Extract
== Segment start ==
# Veg (and fruit)



## Radders (Aug 15, 2017)

I was talking to someone the other day who's been advised to try and eat a rainbow of fruit and veg (80% veg) over a week.

It made me wonder how many of us aim to follow the five a day guidance and how often we manage it?

I'm vegetarian so probably not very typical but I probably average 7-8 portions a day but I do have the odd day when it drops below 5. Today was fairly typical of a weekday:

Breakfast: a small banana (mashed in soya milk with ground chia seeds to slow down absorption and followed immediately by a 4 mile cycle)

Mid morning: raisin box as I was heading a bit low

Lunch: small apple followed by a walk

Afternoon before the ride home: another raisin box (I know that doesn't count!)

Dinner: massive salad containing Romaine, red cabbage, celery, carrot, cucumber, red and yellow peppers, tomatoes, followed by strawberries and raspberries. I estimate the salad to total about 4 portions, taking a portion as 80g. The fruit was 1.5, giving me a daily total of 8.5.


----------



## Ljc (Aug 15, 2017)

I don't usually eat that much fruit or veg . An apple and tangerine daily as I love them.
And one or two vegetables with dinner. Unless it's a salad.


----------



## Robin (Aug 16, 2017)

Is that all you ate, or have you just given us the fruit and veg component? I was just wondering where you get your iron and B vitamins from.


----------



## Northerner (Aug 16, 2017)

I usually have an apple and a banana each day, and meas usually have a tomato and/or salad leaf component, or mixed veg. As I cater only for myself I don't buy a big variety of things because they would go off before they were eaten, so the mixed veg is frozen


----------



## Ljc (Aug 16, 2017)

Robin said:


> Is that all you ate, or have you just given us the fruit and veg component? I was just wondering where you get your iron and B vitamins from.


I've only mentioned the fruit and veg I eat.
== Segment end ==
Action item A
Update everything in the fruit and veg thread from "Dinner: massive salad" down to "I love them." by putting "Little Gem" in place of "Romaine".
Action item B
In the fruit and veg thread, how far did Radders cycle right after breakfast?
Action item C
Using the fruit and veg thread, decide whether each statement agrees with it, and quote the words that settle each one:
(i) Radders is vegetarian.
(ii) Northerner buys a big variety of things.
(iii) Radders takes a portion as 80g.
The entries that come after this are not needed for any of this work.

Dataset
== Segment start ==
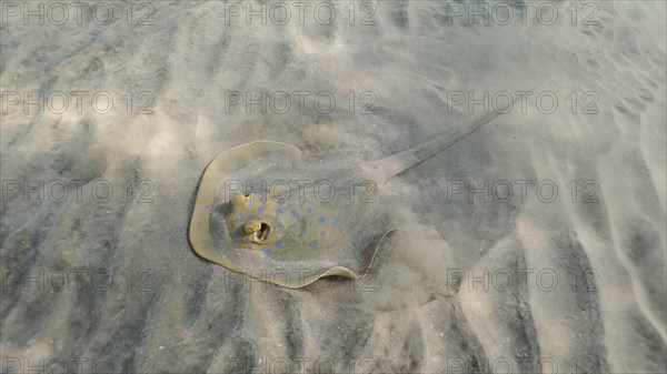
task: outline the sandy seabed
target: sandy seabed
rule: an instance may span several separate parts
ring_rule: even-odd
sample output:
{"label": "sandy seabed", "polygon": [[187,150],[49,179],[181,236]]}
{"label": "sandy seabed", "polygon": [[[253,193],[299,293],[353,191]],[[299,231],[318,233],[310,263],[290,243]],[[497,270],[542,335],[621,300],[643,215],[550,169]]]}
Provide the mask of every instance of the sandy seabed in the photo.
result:
{"label": "sandy seabed", "polygon": [[[1,371],[665,373],[665,2],[475,6],[3,1]],[[368,277],[190,247],[233,145],[354,165],[548,78],[391,181]]]}

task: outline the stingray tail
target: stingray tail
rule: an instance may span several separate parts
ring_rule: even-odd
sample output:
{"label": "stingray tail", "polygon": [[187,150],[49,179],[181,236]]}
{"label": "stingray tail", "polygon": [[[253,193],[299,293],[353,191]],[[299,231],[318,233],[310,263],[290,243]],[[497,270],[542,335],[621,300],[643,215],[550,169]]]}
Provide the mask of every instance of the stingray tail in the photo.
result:
{"label": "stingray tail", "polygon": [[[531,91],[535,91],[537,88],[547,83],[551,79],[552,77],[539,83]],[[511,101],[511,105],[508,105],[508,108],[514,108],[519,98],[519,95],[515,97]],[[392,176],[401,173],[402,171],[431,158],[432,155],[444,151],[448,146],[456,144],[458,141],[467,138],[475,131],[479,130],[479,128],[481,128],[484,124],[492,121],[498,115],[506,113],[508,112],[498,111],[496,109],[489,114],[482,117],[481,119],[472,123],[457,129],[450,129],[445,133],[419,145],[416,145],[407,151],[396,153],[384,160],[370,162],[368,166],[370,170],[375,171],[376,181],[384,183]]]}

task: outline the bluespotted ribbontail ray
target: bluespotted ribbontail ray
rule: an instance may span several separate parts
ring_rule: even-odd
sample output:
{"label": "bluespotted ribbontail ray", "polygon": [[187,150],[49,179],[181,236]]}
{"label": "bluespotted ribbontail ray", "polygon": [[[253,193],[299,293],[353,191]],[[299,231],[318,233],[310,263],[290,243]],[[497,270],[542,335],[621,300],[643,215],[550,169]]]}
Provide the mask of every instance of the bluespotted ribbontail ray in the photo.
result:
== Segment end ==
Reply A
Dinner: massive salad containing Little Gem, red cabbage, celery, carrot, cucumber, red and yellow peppers, tomatoes, followed by strawberries and raspberries. I estimate the salad to total about 4 portions, taking a portion as 80g. The fruit was 1.5, giving me a daily total of 8.5.


----------



## Ljc (Aug 15, 2017)

I don't usually eat that much fruit or veg . An apple and tangerine daily as I love them.

Reply B
4 miles

Reply C
(i) Yes: "I'm vegetarian"
(ii) No: "I don't buy a big variety of things"
(iii) Yes: "taking a portion as 80g"